## Quoted passage
↓

Re: [PATCH 18/30] xfs: remove IO submission from xfs_reclaim_inode()

Dave Chinner <david@xxxxxxxxxxxxx> · Fri, 5 Jun 2020 08:53:42 +1000

On Thu, Jun 04, 2020 at 02:08:14PM -0400, Brian Foster wrote:
> On Thu, Jun 04, 2020 at 05:45:54PM +1000, Dave Chinner wrote:
> > From: Dave Chinner <dchinner@xxxxxxxxxx>
> > 
> > We no longer need to issue IO from shrinker based inode reclaim to
> > prevent spurious OOM killer invocation. This leaves only the global
> > filesystem management operations such as unmount needing to
> > writeback dirty inodes and reclaim them.
> > 
> > Instead of using the reclaim pass to write dirty inodes before
> > reclaiming them, use the AIL to push all the dirty inodes before we
> > try to reclaim them. This allows us to remove all the conditional
> > SYNC_WAIT locking and the writeback code from xfs_reclaim_inode()
> > and greatly simplify the checks we need to do to reclaim an inode.
> > 
> > Signed-off-by: Dave Chinner <dchinner@xxxxxxxxxx>
> > Reviewed-by: Darrick J. Wong <darrick.wong@xxxxxxxxxx>
> > ---
> >  fs/xfs/xfs_icache.c | 117 ++++++++++++--------------------------------
> >  1 file changed, 31 insertions(+), 86 deletions(-)
> > 
> > diff --git a/fs/xfs/xfs_icache.c b/fs/xfs/xfs_icache.c
> > index a6780942034fc..74032316ce5cc 100644
> > --- a/fs/xfs/xfs_icache.c
> > +++ b/fs/xfs/xfs_icache.c
> ...
> > @@ -1341,9 +1288,8 @@ xfs_reclaim_inodes_ag(
> >  			for (i = 0; i < nr_found; i++) {
> >  				if (!batch[i])

↑

## Recorded information
↓

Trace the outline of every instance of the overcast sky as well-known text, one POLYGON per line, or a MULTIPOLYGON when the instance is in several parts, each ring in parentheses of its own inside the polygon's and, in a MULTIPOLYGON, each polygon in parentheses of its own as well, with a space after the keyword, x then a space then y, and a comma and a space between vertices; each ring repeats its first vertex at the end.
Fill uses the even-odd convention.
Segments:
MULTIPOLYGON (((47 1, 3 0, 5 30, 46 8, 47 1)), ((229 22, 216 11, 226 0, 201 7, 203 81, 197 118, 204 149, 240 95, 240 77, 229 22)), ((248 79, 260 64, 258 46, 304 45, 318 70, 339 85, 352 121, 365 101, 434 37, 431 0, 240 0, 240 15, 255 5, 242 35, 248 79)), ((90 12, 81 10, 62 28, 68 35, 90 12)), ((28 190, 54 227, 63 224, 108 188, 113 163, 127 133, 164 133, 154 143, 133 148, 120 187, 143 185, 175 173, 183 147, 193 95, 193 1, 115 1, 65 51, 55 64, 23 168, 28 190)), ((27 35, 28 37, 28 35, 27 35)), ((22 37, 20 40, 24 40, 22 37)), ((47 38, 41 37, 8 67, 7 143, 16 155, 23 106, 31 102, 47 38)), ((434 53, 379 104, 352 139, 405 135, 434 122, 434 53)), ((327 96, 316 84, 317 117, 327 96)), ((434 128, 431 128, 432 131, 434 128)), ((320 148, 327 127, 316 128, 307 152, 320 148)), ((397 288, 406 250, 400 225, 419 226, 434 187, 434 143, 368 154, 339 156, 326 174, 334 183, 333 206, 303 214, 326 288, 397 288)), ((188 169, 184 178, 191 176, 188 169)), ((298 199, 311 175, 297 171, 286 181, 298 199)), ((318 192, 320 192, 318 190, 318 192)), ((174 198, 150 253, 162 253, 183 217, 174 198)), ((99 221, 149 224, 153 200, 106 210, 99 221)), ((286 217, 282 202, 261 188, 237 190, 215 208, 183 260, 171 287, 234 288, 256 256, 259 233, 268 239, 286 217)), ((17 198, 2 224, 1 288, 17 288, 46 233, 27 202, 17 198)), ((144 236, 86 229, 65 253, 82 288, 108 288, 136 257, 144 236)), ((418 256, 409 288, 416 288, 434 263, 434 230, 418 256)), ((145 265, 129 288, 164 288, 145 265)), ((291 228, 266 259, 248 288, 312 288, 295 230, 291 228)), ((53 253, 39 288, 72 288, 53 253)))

↑

## Directive
Return the XFS patch reply above in full, word for word.

## Output of the task
Re: [PATCH 18/30] xfs: remove IO submission from xfs_reclaim_inode()

Dave Chinner <david@xxxxxxxxxxxxx> · Fri, 5 Jun 2020 08:53:42 +1000

On Thu, Jun 04, 2020 at 02:08:14PM -0400, Brian Foster wrote:
> On Thu, Jun 04, 2020 at 05:45:54PM +1000, Dave Chinner wrote:
> > From: Dave Chinner <dchinner@xxxxxxxxxx>
> > 
> > We no longer need to issue IO from shrinker based inode reclaim to
> > prevent spurious OOM killer invocation. This leaves only the global
> > filesystem management operations such as unmount needing to
> > writeback dirty inodes and reclaim them.
> > 
> > Instead of using the reclaim pass to write dirty inodes before
> > reclaiming them, use the AIL to push all the dirty inodes before we
> > try to reclaim them. This allows us to remove all the conditional
> > SYNC_WAIT locking and the writeback code from xfs_reclaim_inode()
> > and greatly simplify the checks we need to do to reclaim an inode.
> > 
> > Signed-off-by: Dave Chinner <dchinner@xxxxxxxxxx>
> > Reviewed-by: Darrick J. Wong <darrick.wong@xxxxxxxxxx>
> > ---
> >  fs/xfs/xfs_icache.c | 117 ++++++++++++--------------------------------
> >  1 file changed, 31 insertions(+), 86 deletions(-)
> > 
> > diff --git a/fs/xfs/xfs_icache.c b/fs/xfs/xfs_icache.c
> > index a6780942034fc..74032316ce5cc 100644
> > --- a/fs/xfs/xfs_icache.c
> > +++ b/fs/xfs/xfs_icache.c
> ...
> > @@ -1341,9 +1288,8 @@ xfs_reclaim_inodes_ag(
> >  			for (i = 0; i < nr_found; i++) {
> >  				if (!batch[i])